◆ TEXTE ◆
—————
Les bouddhistes à la Maison-Blanche

Le bouddhisme n’est-il pas censé être apolitique ?

Un article de Jiryū Rutschman-Byler. Dans le contexte de l’élection présidentielle américaine, Jiryū, un enseignant zen américain, également blogueur, prend publiquement position contre la politique de Donald Trump. Cet article a été publié dans la revue bouddhiste américaine Lion’s Roar début janvier 2017. Traduction française : Marcel Gibert. Traduit et reproduit avec l’aimable autorisation de Jiryū Rutschman-Byler.


Ces derniers temps, j’entends souvent dire : « Le bouddhisme est apolitique! Le bouddhisme doit rester apolitique! » C’est une idée séduisante avec ses bonnes intentions, mais elle est fausse et peu utile, surtout dans les circonstances actuelles.

D’abord, dire que le bouddhisme est apolitique revient à dire : « Je préfère ne pas utiliser l’éclairage de la politique pour observer la façon dont le bouddhisme fonctionne dans le monde. » Mais cela ne change rien au fait que le bouddhisme implique des êtres humains qui agissent et qui s’influencent mutuellement. Où qu’il s’implante, le bouddhisme acquiert une culture et une couleur propres et il a une portée sociale particulière. C’est d’ailleurs vrai pour tout projet humain. Penser que quelque chose est « apolitique » équivaut à penser que la « laïcité » ou la « science » ne sont pas des systèmes de croyances. La laïcité n’est qu’un système de croyances parmi d’autres et « l’apolitisme » n’est qu’une orientation politique parmi d’autres. Que cela nous plaise ou non, partout où il y a des êtres humains il y a de la politique.

En particulier, ici aux États-Unis, à deux semaines de l’investiture de Donald Trump, être « apolitique » révèle une position politique très claire. Vanter les mérites de « l’apolitisme » revient à pratiquer une politique active de complaisance et de complicité. À qui profite cet apolitisme ? Un ami me rapportait récemment ces paroles de Desmond Tutu :

Si vous êtes neutre dans une situation d’injustice, vous choisissez le camp de l’oppresseur. Si un éléphant pose son pied sur la queue d’une souris et que vous vous déclarez neutre, la souris n’appréciera guère votre neutralité.
—————
◆ DONNÉES À TRAITER ◆
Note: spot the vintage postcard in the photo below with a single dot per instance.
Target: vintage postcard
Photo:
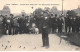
(39, 25)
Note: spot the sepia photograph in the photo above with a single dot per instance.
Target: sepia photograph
(39, 25)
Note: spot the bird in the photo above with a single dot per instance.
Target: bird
(2, 45)
(5, 47)
(10, 45)
(34, 47)
(8, 41)
(20, 47)
(24, 48)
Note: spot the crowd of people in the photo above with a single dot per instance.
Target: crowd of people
(20, 25)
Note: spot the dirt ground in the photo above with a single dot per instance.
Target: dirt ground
(31, 42)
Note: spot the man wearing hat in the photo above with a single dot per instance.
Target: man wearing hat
(45, 30)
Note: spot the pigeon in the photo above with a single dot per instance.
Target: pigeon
(10, 45)
(8, 41)
(20, 47)
(5, 47)
(2, 45)
(34, 47)
(24, 48)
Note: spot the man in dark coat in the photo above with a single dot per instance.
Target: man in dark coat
(10, 25)
(77, 21)
(60, 23)
(73, 24)
(53, 23)
(45, 30)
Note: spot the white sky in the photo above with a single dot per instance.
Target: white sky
(68, 4)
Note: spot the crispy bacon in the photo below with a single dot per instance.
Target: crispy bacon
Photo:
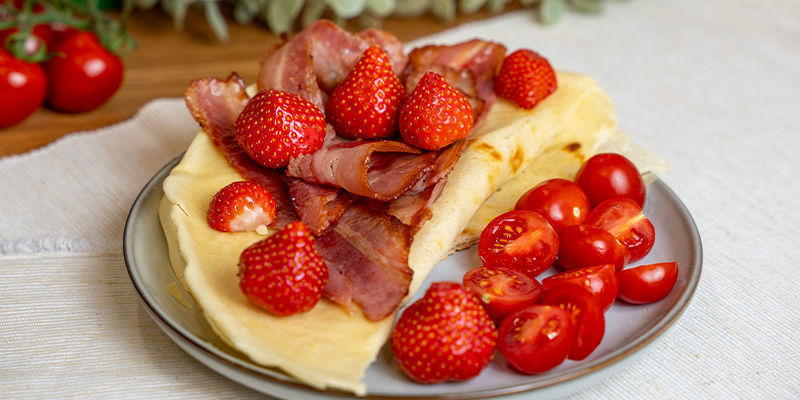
(215, 104)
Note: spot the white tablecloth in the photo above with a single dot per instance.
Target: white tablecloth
(710, 86)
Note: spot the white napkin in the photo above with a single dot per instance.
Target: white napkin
(712, 87)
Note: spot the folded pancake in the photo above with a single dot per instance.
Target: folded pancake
(328, 346)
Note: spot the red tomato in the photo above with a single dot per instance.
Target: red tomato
(647, 283)
(562, 202)
(520, 239)
(585, 246)
(83, 75)
(601, 280)
(586, 315)
(502, 290)
(23, 87)
(608, 175)
(623, 218)
(536, 338)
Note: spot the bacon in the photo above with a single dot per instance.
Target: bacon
(367, 258)
(381, 170)
(215, 104)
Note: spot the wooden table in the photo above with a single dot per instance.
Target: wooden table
(166, 61)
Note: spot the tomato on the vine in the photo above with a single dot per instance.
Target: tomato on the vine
(520, 239)
(608, 175)
(23, 87)
(502, 290)
(536, 338)
(647, 283)
(83, 75)
(561, 201)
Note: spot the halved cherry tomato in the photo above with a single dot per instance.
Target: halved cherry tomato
(647, 283)
(519, 239)
(585, 246)
(561, 201)
(601, 280)
(502, 290)
(536, 338)
(586, 315)
(623, 218)
(608, 175)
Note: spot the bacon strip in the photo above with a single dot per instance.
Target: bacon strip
(215, 104)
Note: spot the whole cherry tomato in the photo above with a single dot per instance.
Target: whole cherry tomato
(561, 201)
(23, 87)
(502, 290)
(585, 246)
(647, 283)
(536, 338)
(608, 175)
(586, 315)
(83, 75)
(519, 239)
(601, 280)
(623, 218)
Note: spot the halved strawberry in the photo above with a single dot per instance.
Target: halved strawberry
(366, 104)
(444, 336)
(241, 206)
(276, 126)
(283, 274)
(435, 114)
(525, 78)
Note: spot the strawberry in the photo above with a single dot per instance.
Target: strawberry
(446, 335)
(365, 105)
(525, 78)
(276, 126)
(435, 114)
(241, 206)
(283, 274)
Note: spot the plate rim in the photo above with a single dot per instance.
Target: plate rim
(278, 377)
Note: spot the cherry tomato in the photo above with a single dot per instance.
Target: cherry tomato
(23, 87)
(83, 75)
(561, 201)
(601, 280)
(608, 175)
(623, 218)
(502, 290)
(519, 239)
(585, 246)
(586, 315)
(536, 338)
(647, 283)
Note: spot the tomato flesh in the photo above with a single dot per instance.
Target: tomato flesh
(561, 201)
(600, 280)
(586, 315)
(647, 283)
(519, 239)
(502, 290)
(536, 338)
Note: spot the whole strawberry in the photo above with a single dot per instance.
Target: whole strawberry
(276, 126)
(284, 274)
(435, 114)
(525, 78)
(444, 336)
(241, 206)
(366, 104)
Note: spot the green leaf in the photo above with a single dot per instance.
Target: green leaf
(281, 14)
(444, 9)
(347, 8)
(550, 11)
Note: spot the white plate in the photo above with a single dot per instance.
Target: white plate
(629, 329)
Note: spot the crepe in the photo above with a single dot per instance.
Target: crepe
(327, 347)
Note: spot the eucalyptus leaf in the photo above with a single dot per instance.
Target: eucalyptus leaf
(550, 11)
(444, 9)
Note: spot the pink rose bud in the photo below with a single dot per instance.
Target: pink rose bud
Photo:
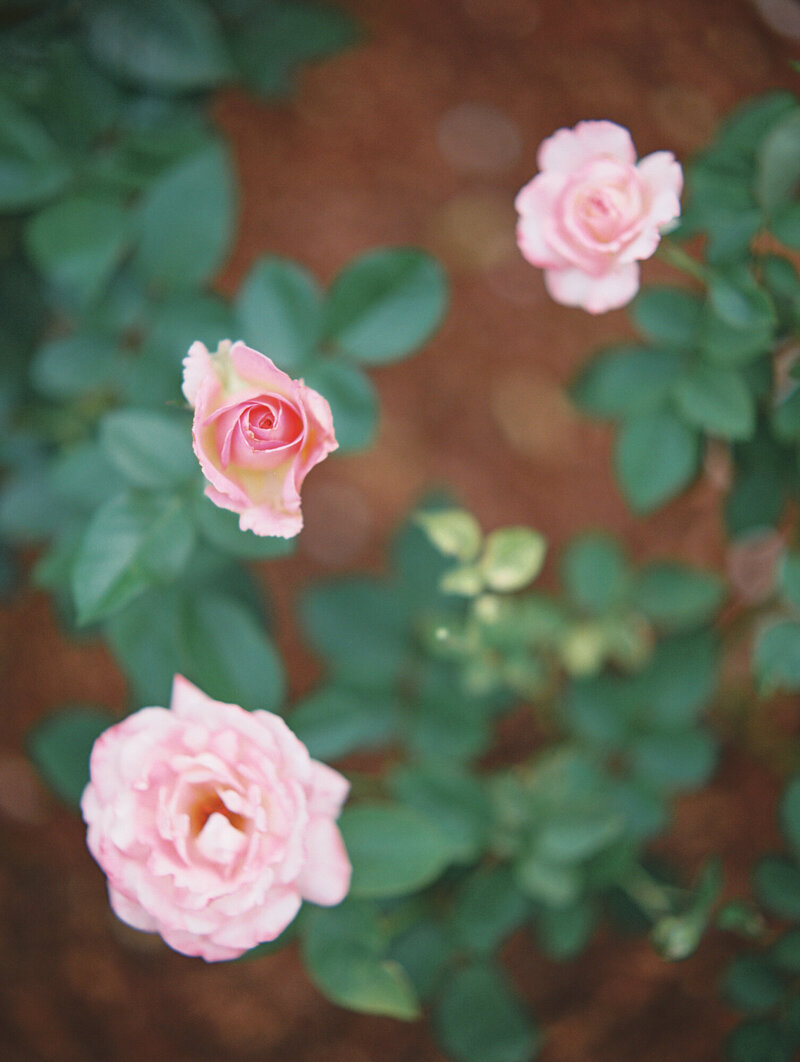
(593, 212)
(213, 823)
(256, 433)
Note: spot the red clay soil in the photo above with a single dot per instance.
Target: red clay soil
(421, 135)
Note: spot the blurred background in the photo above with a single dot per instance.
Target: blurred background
(421, 134)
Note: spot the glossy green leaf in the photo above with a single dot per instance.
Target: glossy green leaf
(150, 448)
(334, 721)
(654, 458)
(226, 652)
(675, 760)
(778, 174)
(394, 850)
(353, 400)
(478, 1017)
(717, 400)
(70, 365)
(624, 381)
(278, 309)
(752, 985)
(133, 541)
(453, 799)
(220, 527)
(668, 315)
(344, 952)
(78, 242)
(674, 596)
(512, 558)
(777, 656)
(275, 36)
(386, 304)
(595, 574)
(32, 169)
(488, 907)
(455, 532)
(187, 221)
(358, 627)
(777, 885)
(172, 46)
(60, 747)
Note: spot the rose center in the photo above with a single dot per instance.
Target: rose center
(208, 804)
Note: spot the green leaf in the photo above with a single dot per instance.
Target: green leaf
(453, 799)
(221, 528)
(777, 656)
(752, 985)
(187, 220)
(778, 175)
(758, 1041)
(478, 1018)
(512, 558)
(790, 812)
(738, 302)
(277, 35)
(146, 637)
(453, 531)
(334, 721)
(679, 680)
(755, 501)
(227, 654)
(31, 167)
(357, 626)
(68, 366)
(133, 541)
(777, 885)
(786, 226)
(668, 315)
(423, 951)
(386, 304)
(674, 761)
(78, 242)
(654, 458)
(673, 596)
(556, 885)
(344, 953)
(488, 908)
(785, 953)
(279, 312)
(172, 46)
(60, 747)
(595, 574)
(394, 850)
(716, 400)
(788, 578)
(150, 448)
(624, 381)
(353, 399)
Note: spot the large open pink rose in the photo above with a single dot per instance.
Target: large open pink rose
(213, 823)
(256, 433)
(593, 212)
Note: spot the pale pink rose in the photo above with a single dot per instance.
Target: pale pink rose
(593, 212)
(213, 824)
(256, 433)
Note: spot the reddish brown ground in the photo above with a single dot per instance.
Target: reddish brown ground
(369, 152)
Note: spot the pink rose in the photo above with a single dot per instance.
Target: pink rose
(256, 433)
(213, 823)
(593, 212)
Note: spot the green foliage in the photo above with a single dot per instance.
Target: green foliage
(60, 747)
(345, 953)
(394, 850)
(478, 1017)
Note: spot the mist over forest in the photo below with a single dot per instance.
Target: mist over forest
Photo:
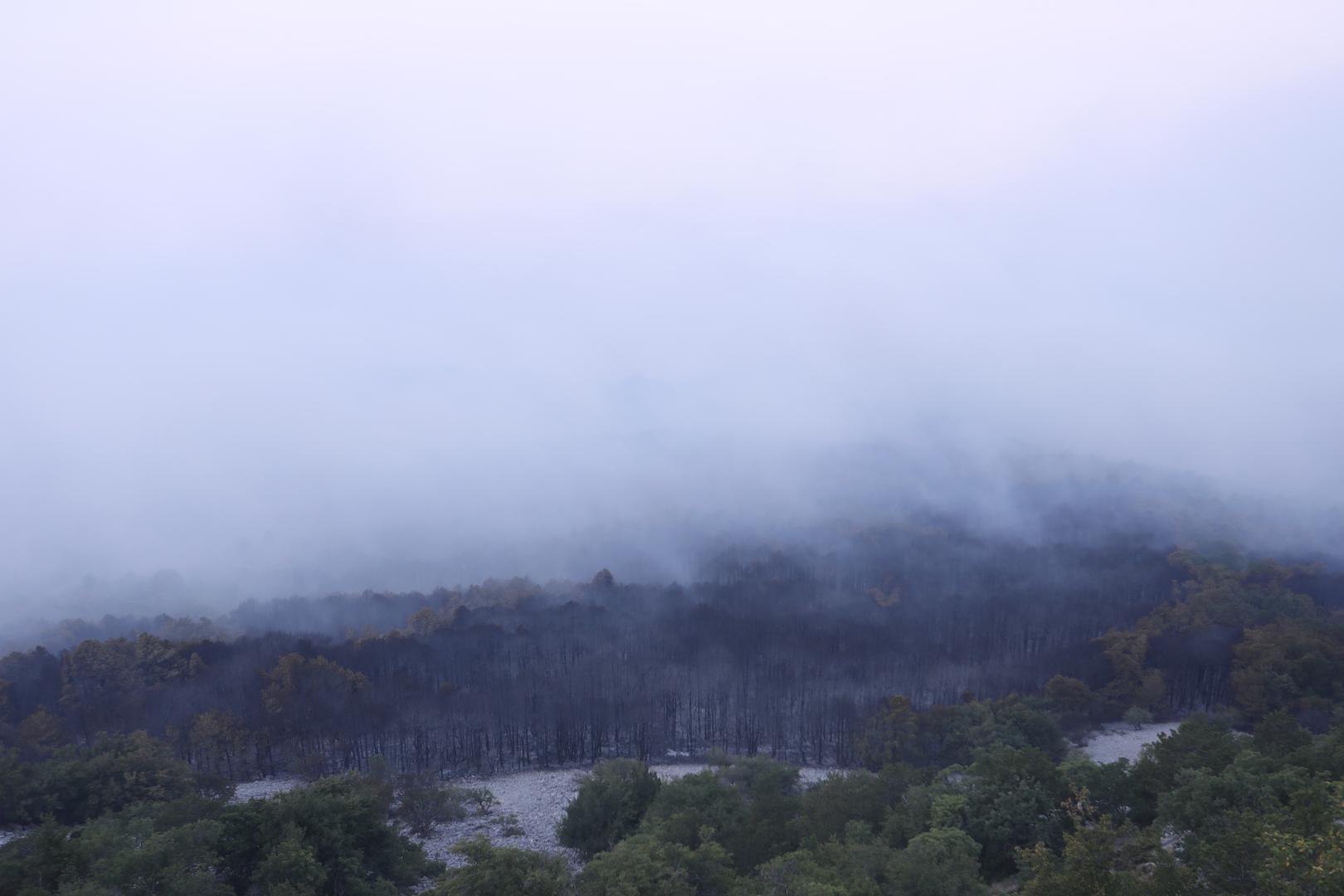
(694, 449)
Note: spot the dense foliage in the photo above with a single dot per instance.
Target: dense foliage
(119, 754)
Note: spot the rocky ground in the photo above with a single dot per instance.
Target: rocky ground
(531, 804)
(1118, 740)
(265, 787)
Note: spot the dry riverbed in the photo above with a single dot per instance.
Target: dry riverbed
(1120, 740)
(531, 804)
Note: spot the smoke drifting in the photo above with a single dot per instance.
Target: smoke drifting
(332, 297)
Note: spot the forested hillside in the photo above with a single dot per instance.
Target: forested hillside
(777, 652)
(953, 776)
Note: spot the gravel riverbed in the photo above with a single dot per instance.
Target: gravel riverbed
(537, 800)
(1120, 740)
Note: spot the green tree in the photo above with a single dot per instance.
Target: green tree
(502, 871)
(942, 861)
(1012, 801)
(890, 735)
(609, 805)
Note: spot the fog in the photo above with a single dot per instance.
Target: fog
(312, 296)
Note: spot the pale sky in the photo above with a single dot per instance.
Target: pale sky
(283, 282)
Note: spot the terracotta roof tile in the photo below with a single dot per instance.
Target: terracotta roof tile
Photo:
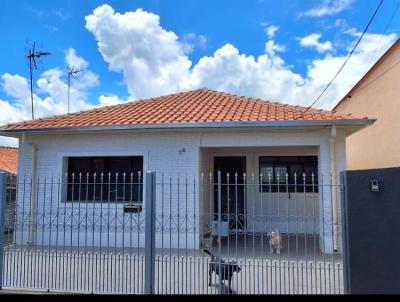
(9, 159)
(202, 105)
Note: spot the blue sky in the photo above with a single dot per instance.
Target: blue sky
(283, 50)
—————
◆ CONSIGNE 1 ◆
Relevez toutes les personnes nommées dans le texte sur le bouddhisme et la politique.
◆ CONSIGNE 2 ◆
Recopiez les lignes données plus haut, de celle qui contient « Note: spot the pale sky » jusqu'à la dernière ligne, les deux bouts compris. Laissez de côté les images.

◆ RÉPONSE ATTENDUE 1 ◆
Jiryū Rutschman-Byler
Donald Trump
Marcel Gibert
Desmond Tutu

◆ RÉPONSE ATTENDUE 2 ◆
Note: spot the pale sky in the photo above with a single dot per instance.
Target: pale sky
(283, 282)
Note: spot the terracotta roof tile in the photo below with a single dot per instance.
Target: terracotta roof tile
Photo:
(9, 159)
(202, 105)
Note: spot the blue sky in the photo above with a single dot per instance.
Target: blue sky
(283, 50)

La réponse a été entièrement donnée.